-- BEGIN Input records --
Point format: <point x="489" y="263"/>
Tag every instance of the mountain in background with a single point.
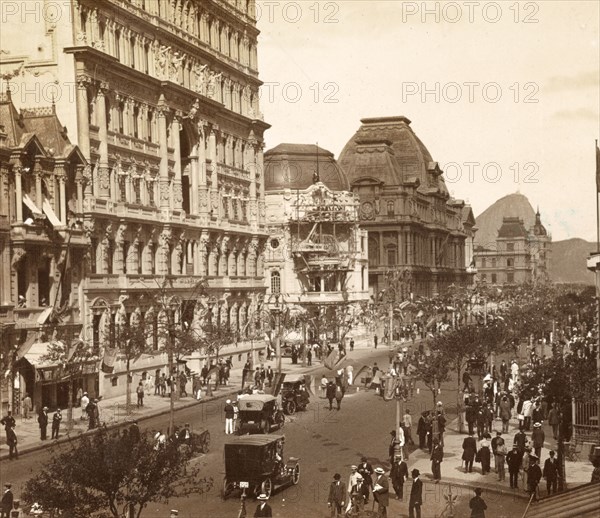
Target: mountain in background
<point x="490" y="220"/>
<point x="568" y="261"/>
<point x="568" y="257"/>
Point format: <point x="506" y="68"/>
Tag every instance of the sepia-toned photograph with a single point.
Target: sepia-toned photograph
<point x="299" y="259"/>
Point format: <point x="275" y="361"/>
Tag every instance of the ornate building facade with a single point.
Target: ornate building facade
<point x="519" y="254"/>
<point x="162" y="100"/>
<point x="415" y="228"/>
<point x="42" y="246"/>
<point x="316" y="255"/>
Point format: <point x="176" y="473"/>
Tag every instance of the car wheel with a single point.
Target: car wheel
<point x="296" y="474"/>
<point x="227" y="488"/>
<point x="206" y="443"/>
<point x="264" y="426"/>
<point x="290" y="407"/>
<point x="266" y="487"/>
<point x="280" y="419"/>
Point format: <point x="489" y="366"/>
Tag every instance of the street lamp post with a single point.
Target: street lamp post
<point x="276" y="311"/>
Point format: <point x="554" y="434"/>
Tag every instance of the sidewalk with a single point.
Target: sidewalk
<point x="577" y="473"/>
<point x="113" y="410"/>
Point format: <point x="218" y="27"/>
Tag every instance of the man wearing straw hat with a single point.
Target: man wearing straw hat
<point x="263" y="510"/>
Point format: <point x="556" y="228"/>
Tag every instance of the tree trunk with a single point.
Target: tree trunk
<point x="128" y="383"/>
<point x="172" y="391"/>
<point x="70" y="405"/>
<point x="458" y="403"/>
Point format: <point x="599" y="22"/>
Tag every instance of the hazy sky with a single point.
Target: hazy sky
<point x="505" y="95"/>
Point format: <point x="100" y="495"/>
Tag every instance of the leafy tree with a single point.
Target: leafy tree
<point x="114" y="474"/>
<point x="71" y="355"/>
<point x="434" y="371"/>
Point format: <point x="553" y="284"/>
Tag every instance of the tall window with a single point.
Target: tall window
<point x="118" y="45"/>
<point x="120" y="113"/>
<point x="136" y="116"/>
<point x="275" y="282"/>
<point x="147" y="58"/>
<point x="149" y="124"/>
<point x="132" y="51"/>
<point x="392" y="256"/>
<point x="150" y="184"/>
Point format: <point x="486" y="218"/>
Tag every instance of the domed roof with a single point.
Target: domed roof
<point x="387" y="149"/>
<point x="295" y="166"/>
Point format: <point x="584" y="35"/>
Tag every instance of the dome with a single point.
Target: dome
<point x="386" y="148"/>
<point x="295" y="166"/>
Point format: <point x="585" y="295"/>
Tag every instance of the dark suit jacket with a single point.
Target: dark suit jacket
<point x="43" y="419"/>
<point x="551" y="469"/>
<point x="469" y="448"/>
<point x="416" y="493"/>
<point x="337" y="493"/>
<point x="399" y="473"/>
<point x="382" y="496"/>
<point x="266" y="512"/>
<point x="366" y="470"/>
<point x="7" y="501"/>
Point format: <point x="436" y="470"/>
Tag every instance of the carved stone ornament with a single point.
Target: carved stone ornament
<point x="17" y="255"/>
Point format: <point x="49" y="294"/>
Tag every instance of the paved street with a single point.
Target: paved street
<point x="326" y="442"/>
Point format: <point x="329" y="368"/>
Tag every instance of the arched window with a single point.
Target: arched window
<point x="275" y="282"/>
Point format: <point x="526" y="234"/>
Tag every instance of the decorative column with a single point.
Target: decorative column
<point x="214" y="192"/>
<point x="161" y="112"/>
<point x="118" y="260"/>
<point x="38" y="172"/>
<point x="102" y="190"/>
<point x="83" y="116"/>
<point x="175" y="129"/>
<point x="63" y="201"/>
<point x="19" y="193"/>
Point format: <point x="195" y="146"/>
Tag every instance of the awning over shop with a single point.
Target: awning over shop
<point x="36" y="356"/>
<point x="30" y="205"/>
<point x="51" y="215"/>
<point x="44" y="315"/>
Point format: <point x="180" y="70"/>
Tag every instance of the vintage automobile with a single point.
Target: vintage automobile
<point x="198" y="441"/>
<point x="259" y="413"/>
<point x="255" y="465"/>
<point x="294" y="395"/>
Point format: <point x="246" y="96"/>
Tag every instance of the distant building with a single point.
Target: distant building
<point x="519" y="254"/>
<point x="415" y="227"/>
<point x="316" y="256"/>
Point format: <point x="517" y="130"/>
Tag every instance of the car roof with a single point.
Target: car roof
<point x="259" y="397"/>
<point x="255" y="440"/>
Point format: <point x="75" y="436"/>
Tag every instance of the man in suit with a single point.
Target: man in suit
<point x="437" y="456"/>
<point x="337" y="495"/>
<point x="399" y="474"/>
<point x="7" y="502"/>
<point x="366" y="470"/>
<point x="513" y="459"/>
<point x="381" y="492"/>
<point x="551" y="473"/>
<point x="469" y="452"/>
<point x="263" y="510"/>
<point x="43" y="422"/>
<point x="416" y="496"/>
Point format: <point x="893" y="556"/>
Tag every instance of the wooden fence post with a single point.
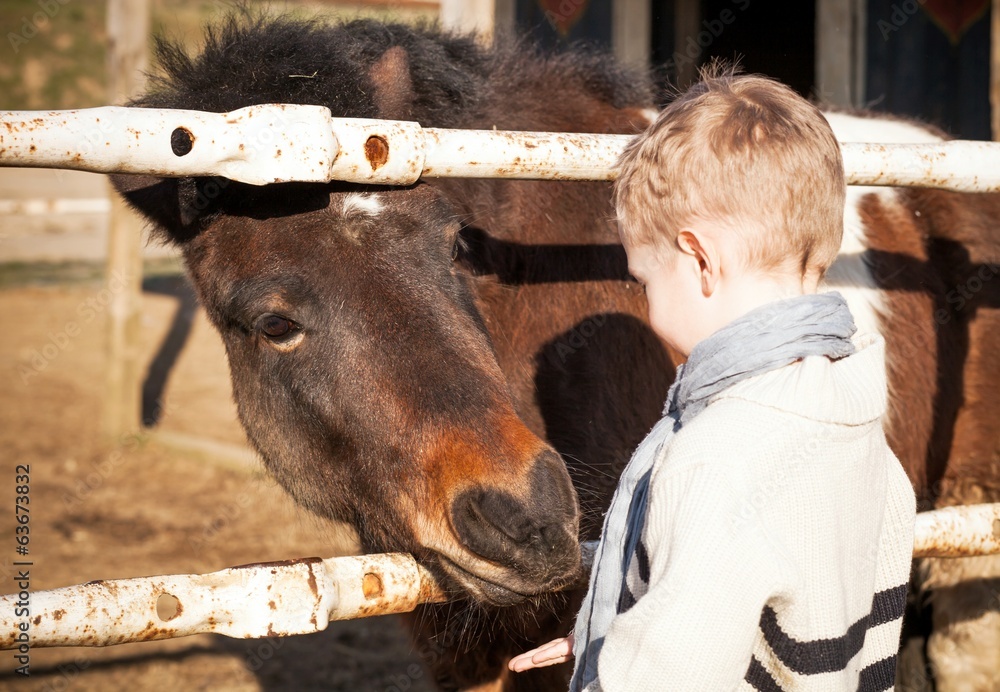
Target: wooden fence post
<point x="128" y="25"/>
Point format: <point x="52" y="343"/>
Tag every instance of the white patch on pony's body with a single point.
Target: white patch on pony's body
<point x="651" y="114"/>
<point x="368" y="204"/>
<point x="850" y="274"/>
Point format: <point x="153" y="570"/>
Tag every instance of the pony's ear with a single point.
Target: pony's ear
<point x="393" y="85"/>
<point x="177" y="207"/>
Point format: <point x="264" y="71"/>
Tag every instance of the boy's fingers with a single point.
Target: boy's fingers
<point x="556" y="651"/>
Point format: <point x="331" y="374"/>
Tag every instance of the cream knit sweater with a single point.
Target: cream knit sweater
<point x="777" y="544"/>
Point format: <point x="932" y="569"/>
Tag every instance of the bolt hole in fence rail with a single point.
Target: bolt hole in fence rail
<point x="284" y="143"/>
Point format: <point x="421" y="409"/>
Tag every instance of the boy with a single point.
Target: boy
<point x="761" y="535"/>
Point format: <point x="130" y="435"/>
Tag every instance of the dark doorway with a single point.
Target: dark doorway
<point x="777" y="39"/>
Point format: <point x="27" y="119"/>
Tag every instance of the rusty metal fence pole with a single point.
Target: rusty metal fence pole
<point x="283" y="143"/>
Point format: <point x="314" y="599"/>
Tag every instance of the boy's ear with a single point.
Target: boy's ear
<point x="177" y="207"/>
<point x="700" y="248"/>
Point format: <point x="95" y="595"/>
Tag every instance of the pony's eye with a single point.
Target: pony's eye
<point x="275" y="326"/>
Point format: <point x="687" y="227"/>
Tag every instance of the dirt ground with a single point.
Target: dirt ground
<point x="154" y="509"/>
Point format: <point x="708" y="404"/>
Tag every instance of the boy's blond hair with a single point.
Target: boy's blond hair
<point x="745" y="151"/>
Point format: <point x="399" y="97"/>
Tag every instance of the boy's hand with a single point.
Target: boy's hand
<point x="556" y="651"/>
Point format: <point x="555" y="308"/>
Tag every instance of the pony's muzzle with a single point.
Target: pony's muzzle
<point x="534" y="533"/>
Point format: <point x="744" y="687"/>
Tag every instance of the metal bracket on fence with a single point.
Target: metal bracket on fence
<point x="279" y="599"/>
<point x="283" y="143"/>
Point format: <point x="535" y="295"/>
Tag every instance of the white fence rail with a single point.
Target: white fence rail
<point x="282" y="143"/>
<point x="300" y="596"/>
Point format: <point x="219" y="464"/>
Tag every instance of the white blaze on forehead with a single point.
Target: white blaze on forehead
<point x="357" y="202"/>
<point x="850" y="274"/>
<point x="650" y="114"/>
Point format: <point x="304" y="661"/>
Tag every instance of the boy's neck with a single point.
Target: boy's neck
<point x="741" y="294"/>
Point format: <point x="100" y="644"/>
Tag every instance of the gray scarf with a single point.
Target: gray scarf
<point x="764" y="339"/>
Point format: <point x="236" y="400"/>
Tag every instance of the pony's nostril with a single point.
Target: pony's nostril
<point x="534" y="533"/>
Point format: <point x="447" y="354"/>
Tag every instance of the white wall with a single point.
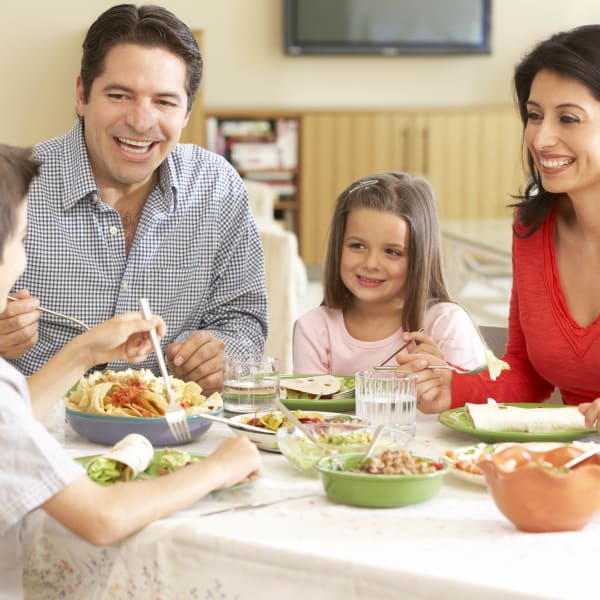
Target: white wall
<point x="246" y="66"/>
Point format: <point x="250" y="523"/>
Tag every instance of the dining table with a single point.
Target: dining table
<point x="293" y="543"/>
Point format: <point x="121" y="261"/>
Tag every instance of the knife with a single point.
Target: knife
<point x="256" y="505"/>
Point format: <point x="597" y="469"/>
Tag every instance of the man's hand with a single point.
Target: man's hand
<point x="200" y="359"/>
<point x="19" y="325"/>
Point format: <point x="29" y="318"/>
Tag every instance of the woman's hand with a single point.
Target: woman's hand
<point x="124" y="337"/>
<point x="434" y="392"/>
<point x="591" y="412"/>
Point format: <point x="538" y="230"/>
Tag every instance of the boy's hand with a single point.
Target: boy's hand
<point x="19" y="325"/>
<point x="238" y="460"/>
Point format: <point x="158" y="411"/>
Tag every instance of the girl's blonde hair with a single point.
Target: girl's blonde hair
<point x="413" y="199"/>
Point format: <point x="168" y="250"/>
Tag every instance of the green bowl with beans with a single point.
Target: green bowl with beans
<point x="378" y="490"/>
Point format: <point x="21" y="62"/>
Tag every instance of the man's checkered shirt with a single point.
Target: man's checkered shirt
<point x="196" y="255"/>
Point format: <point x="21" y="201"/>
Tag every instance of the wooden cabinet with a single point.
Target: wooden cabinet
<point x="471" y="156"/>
-- END Input records --
Work required :: Keep only the lines of the data above that contain the string "neck", treating case as significant, and copy each one out.

Result of this exercise ::
Tag every instance of the boy's neck with a single point.
Target: boy's neck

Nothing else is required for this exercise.